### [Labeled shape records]
— Start —

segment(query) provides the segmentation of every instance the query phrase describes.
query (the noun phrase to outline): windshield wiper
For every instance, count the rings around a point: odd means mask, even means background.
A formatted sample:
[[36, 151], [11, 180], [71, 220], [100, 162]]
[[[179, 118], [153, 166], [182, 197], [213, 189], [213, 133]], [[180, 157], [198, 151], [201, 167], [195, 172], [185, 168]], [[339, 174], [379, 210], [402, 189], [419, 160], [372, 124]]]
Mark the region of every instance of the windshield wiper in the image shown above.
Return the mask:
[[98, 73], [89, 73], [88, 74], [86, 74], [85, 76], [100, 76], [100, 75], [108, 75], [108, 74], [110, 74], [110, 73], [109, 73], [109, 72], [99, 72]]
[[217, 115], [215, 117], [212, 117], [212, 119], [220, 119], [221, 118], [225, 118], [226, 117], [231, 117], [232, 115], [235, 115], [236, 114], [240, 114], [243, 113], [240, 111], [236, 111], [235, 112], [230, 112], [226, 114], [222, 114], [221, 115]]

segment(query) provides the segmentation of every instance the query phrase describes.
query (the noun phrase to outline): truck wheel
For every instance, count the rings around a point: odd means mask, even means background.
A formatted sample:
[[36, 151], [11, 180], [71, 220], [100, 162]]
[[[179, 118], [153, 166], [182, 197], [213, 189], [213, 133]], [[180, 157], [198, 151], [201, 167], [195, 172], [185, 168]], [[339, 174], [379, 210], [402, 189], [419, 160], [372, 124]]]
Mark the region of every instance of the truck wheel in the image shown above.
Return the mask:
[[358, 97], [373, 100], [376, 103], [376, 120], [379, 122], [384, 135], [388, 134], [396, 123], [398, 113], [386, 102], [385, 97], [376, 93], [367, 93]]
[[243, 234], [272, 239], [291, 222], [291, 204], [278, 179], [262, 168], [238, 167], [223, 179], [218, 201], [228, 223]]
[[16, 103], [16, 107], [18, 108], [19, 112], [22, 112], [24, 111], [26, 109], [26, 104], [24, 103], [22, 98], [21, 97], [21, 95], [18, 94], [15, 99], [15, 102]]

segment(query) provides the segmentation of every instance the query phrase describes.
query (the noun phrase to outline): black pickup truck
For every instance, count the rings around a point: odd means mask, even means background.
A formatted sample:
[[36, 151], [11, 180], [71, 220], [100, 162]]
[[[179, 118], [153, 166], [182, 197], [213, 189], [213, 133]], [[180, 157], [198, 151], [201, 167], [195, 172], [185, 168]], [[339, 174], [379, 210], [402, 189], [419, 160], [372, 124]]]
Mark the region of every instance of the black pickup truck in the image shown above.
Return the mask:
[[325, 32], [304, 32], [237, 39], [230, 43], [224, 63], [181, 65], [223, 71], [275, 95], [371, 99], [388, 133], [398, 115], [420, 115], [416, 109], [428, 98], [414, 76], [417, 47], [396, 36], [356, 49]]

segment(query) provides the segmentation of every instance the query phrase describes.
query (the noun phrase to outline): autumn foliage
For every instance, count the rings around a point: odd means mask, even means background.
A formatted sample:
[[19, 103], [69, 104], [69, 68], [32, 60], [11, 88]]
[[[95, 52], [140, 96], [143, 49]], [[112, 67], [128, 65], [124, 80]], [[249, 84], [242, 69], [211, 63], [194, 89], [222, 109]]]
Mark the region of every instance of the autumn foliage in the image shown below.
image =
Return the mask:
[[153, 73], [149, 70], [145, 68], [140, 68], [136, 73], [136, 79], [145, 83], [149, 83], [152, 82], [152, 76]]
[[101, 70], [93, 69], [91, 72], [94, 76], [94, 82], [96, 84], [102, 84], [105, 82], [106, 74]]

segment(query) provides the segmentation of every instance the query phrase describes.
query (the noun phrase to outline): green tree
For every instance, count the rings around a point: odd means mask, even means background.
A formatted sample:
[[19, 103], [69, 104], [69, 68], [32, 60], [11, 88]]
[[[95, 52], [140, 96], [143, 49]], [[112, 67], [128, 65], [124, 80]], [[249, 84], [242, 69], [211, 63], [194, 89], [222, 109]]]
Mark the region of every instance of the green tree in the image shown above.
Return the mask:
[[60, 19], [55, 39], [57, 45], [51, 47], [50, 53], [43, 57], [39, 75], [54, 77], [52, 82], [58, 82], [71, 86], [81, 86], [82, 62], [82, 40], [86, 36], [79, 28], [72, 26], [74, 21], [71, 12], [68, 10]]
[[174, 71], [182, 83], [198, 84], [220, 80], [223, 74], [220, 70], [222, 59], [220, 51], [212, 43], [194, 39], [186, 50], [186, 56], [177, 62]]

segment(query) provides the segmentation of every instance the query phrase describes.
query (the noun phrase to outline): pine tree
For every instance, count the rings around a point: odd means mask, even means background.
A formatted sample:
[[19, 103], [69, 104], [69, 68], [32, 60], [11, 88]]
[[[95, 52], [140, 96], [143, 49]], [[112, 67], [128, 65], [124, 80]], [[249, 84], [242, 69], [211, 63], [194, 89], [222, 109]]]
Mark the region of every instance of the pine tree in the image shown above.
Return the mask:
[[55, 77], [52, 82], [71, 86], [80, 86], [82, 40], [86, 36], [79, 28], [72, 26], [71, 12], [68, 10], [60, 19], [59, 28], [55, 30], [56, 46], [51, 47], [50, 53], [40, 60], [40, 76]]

— End —
— Start —

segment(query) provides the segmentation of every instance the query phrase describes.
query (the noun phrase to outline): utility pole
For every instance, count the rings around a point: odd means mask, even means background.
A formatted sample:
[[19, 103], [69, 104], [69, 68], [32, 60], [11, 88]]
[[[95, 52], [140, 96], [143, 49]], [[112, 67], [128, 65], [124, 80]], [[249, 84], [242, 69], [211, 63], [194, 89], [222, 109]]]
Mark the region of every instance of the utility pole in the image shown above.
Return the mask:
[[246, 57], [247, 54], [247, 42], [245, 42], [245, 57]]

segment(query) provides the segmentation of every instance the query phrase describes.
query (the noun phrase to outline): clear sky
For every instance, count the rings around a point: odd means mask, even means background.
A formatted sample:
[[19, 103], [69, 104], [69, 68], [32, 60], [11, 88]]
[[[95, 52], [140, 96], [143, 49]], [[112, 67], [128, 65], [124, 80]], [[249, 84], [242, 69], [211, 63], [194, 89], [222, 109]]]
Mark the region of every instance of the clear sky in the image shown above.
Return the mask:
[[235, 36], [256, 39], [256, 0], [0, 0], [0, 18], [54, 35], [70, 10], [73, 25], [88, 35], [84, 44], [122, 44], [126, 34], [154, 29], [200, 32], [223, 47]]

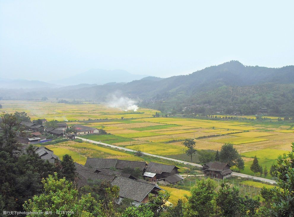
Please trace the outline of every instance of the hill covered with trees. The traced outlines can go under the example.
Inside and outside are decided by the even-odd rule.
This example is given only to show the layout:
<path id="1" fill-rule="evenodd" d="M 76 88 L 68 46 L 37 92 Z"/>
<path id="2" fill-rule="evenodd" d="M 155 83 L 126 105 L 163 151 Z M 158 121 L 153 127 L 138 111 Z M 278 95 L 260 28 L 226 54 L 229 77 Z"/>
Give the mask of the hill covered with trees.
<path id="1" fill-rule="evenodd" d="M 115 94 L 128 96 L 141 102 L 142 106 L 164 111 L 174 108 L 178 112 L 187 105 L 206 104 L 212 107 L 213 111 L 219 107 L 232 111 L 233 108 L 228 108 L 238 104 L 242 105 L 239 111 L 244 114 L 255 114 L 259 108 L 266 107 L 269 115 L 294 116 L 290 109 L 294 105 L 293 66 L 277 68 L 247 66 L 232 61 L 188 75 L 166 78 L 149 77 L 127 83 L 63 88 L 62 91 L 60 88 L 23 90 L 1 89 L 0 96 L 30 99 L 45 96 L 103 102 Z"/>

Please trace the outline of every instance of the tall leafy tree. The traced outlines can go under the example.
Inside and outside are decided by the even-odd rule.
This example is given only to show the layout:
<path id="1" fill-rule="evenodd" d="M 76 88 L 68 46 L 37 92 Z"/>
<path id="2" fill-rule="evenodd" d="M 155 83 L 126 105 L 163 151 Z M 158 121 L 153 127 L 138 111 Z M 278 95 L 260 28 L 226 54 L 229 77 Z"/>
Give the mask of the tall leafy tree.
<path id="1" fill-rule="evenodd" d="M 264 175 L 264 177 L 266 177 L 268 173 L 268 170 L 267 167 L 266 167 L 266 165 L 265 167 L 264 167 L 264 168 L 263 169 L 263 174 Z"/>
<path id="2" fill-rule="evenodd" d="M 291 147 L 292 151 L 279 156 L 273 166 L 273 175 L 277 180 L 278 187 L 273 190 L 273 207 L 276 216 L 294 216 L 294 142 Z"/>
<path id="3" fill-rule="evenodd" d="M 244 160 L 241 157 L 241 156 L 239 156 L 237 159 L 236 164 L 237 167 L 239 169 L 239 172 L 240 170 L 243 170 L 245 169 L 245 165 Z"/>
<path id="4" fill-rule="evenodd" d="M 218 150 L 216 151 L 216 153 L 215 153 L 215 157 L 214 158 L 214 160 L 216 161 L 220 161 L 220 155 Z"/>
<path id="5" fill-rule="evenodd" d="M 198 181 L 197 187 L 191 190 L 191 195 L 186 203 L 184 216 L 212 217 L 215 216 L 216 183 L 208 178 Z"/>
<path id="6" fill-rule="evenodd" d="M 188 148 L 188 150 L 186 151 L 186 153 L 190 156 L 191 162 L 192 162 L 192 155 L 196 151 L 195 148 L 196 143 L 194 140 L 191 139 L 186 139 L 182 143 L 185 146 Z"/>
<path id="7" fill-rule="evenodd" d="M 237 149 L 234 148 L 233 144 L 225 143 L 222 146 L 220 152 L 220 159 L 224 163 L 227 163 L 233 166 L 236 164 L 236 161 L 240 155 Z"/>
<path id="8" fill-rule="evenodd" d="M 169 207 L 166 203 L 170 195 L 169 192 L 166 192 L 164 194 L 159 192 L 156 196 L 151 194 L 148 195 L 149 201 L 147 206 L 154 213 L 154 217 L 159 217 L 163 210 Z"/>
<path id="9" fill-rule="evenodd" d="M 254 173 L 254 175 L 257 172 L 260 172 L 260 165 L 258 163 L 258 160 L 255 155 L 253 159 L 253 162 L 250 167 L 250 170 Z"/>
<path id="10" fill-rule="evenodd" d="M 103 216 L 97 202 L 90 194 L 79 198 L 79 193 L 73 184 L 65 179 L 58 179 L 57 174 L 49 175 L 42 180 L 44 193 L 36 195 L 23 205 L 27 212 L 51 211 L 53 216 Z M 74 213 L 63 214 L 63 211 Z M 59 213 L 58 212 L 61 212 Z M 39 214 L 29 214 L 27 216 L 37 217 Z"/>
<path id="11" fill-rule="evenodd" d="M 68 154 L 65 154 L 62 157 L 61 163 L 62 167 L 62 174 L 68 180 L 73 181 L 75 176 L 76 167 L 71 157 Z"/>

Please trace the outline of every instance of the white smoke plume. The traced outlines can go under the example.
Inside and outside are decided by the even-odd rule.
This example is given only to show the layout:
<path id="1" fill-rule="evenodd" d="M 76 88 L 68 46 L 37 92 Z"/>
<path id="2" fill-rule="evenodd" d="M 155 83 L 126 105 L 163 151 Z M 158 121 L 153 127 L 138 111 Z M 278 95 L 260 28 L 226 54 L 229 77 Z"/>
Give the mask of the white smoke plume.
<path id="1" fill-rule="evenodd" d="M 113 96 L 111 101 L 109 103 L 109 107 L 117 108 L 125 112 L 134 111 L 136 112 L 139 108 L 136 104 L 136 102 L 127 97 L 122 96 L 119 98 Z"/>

— End —
— Start —

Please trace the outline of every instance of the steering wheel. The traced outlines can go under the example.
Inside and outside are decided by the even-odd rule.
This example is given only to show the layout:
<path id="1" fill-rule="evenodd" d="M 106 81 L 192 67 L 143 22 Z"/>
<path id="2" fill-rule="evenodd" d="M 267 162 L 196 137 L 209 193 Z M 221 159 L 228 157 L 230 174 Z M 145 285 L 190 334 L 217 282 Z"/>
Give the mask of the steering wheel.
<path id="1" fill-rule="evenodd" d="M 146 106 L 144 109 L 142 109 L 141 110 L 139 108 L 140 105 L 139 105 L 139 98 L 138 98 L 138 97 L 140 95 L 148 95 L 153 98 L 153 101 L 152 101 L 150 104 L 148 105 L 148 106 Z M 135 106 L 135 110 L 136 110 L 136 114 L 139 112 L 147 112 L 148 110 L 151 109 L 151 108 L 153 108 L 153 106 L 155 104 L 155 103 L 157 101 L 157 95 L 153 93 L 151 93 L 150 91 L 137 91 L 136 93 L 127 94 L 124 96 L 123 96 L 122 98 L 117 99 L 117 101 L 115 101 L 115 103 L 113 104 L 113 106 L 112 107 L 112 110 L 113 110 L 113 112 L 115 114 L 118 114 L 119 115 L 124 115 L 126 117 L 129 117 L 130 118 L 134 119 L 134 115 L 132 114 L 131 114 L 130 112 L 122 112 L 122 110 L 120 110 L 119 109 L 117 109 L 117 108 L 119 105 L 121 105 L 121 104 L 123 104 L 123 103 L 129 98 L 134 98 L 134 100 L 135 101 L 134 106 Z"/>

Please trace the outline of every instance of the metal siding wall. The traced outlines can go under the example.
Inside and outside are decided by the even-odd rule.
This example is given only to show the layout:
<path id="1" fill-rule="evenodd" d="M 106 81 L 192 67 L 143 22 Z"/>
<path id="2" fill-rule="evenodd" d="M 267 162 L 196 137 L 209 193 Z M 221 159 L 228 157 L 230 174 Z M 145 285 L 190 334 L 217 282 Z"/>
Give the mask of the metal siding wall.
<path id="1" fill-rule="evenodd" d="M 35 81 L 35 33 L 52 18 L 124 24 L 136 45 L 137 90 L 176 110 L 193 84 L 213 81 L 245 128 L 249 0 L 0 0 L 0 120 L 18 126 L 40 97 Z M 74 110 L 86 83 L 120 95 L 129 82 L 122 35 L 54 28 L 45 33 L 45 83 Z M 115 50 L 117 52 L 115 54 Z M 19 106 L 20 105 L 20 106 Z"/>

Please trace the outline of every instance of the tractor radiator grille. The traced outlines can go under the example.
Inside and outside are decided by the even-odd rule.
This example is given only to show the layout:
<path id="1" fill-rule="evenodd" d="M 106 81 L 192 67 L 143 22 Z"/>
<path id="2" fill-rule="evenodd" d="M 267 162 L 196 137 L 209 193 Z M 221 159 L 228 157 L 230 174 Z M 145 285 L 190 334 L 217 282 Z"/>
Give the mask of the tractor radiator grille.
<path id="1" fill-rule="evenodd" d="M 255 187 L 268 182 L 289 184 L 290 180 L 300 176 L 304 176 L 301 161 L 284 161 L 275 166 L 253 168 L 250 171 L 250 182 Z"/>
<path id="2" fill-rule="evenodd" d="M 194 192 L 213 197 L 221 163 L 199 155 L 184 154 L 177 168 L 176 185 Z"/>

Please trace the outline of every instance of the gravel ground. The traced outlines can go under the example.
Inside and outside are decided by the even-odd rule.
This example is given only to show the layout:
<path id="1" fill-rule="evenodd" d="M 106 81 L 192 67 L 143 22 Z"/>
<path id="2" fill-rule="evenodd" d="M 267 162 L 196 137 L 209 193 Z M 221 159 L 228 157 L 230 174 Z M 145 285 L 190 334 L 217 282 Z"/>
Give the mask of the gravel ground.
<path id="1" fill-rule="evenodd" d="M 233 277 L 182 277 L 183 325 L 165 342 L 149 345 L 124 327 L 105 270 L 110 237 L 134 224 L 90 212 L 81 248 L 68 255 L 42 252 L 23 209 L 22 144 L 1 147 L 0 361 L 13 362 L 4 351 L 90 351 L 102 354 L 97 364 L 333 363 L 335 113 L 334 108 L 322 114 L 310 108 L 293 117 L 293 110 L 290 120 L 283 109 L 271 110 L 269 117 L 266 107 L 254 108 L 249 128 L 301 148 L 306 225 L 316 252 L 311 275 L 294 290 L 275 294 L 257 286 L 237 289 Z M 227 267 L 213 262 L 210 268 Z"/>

— End —

### [The task]
Extract every line of the material above that contains the word "black". Case counts.

### [Expected answer]
query (the noun phrase to outline): black pickup truck
Mark the region of every instance of the black pickup truck in the image shown above.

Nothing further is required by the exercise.